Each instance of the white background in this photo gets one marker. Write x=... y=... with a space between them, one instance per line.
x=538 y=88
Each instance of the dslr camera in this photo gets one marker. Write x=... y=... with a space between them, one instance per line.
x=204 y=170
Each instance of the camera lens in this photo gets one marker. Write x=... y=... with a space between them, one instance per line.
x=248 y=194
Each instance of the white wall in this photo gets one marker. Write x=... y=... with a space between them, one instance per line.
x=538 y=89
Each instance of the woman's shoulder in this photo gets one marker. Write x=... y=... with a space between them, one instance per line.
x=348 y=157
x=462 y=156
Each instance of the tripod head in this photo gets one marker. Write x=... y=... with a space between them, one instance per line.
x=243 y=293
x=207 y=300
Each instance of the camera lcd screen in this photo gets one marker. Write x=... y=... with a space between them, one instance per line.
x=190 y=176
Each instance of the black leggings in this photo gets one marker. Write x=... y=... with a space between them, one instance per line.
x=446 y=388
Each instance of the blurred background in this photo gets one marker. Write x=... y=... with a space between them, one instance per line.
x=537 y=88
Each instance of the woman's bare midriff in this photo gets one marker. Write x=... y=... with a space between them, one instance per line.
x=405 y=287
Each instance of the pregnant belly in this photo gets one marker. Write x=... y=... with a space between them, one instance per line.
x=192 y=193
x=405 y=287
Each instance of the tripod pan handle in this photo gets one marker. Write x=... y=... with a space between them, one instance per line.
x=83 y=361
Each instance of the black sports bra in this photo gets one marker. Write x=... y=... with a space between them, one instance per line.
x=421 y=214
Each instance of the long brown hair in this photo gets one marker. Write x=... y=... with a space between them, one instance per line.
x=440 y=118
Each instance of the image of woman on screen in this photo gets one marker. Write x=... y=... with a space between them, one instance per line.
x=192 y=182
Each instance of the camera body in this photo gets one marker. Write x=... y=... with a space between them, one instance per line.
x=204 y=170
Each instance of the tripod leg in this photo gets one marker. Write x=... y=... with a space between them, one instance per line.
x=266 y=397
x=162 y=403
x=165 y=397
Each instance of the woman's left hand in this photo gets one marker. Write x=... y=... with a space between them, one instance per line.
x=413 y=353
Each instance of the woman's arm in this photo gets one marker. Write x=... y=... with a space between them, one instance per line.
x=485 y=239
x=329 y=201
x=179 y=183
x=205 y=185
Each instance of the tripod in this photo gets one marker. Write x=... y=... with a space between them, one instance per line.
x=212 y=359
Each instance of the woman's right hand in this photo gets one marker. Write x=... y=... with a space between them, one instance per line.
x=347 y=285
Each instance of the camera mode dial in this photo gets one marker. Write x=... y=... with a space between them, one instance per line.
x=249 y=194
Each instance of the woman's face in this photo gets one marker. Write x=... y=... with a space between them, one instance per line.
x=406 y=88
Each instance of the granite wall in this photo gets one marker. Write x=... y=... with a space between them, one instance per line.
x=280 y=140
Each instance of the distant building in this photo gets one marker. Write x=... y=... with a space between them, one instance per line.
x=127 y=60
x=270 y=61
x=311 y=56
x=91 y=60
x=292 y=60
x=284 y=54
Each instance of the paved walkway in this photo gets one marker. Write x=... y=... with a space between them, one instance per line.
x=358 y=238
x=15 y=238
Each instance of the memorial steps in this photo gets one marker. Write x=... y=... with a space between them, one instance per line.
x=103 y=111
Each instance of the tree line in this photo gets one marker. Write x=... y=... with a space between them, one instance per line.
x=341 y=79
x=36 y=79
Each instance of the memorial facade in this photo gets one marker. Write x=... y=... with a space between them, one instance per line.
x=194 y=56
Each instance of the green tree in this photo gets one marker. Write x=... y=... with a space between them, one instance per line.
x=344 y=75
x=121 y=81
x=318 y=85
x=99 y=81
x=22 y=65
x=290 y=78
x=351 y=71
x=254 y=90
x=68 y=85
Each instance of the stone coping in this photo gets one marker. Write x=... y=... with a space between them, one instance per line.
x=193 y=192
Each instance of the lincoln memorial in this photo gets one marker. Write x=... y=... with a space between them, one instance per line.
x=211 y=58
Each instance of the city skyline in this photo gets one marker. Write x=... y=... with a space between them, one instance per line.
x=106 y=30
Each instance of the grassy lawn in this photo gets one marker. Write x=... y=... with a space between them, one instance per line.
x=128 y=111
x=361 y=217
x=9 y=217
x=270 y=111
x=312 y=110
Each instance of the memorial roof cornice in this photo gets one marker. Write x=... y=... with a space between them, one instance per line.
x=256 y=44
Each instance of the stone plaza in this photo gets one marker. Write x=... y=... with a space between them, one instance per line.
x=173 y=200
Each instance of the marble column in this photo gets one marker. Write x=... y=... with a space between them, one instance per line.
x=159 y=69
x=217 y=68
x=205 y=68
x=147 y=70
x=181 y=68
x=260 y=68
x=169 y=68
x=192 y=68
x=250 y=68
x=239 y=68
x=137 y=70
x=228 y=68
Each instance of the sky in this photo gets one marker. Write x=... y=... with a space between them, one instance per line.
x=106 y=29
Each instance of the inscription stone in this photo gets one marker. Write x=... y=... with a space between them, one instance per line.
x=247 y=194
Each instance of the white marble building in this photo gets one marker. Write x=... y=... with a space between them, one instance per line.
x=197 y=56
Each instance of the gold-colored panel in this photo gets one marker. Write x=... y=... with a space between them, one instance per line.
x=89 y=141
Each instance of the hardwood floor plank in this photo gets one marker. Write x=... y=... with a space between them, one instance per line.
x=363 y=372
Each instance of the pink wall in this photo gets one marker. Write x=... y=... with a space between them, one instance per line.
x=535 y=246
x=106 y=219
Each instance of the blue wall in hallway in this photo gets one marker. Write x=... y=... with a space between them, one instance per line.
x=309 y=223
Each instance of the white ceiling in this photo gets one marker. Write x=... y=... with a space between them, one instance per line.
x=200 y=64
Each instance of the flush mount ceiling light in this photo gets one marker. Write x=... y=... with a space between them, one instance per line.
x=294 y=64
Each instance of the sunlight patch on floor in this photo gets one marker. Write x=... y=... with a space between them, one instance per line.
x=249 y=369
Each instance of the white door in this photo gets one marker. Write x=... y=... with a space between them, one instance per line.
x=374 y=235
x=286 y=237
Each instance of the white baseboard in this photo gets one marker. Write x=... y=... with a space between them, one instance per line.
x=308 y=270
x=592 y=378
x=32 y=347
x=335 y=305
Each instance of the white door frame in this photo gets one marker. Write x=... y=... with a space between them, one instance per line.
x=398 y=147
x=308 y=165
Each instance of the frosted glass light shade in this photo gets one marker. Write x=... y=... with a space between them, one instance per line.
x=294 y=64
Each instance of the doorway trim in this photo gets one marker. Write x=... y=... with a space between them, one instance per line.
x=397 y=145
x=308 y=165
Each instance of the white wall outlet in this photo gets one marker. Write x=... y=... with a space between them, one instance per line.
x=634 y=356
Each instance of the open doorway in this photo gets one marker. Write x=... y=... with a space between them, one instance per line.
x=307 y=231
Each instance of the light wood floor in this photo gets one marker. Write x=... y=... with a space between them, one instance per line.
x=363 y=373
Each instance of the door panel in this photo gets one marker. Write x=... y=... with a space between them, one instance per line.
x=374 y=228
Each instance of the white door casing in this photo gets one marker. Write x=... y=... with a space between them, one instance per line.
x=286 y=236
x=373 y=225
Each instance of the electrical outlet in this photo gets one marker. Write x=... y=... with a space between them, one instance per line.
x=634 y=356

§ Set exercise
Please copy the lines of the items word for word, starting with the line that contains "Each instance of the woman's face" and going on through the line that contains "x=103 y=111", both included.

§ Completed task
Each instance of the woman's face in this photo gets one marker. Write x=... y=... with a space between them, one instance per line.
x=406 y=88
Each instance of the granite wall in this photo gets one marker. Write x=... y=... with a space between them, one instance per line.
x=280 y=140
Each instance of the distant building in this photo gets one marker. Write x=... y=... with a space between them, one instance per line.
x=127 y=60
x=270 y=61
x=311 y=56
x=91 y=60
x=292 y=60
x=284 y=54
Each instance of the paved walkway in this photo gets one marker. Write x=... y=... with a space between them, one instance per line.
x=358 y=238
x=15 y=238
Each instance of the memorial steps in this photo gets one marker. Write x=... y=... with a space between them, one instance per line.
x=103 y=111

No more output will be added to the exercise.